Recorded data –
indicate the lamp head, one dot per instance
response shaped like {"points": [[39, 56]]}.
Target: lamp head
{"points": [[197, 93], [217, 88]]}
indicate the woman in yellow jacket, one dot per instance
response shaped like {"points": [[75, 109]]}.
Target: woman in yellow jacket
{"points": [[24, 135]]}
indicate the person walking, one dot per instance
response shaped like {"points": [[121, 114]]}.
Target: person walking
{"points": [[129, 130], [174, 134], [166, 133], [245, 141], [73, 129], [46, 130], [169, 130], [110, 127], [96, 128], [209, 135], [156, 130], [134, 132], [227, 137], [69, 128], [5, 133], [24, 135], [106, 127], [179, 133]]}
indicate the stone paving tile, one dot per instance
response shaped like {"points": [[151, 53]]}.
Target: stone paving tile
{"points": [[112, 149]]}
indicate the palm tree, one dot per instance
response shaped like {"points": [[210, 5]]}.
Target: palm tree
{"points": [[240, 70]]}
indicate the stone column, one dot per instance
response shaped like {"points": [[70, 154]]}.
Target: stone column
...
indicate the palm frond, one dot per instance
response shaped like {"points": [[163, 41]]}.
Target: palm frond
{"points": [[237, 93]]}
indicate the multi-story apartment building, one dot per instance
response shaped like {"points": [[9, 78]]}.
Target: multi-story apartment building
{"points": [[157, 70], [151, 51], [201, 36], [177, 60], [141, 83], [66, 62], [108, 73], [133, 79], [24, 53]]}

Your instructions – Provide the number of lines in the listing where the string "shaped" is found, and nothing besides.

Response area – 8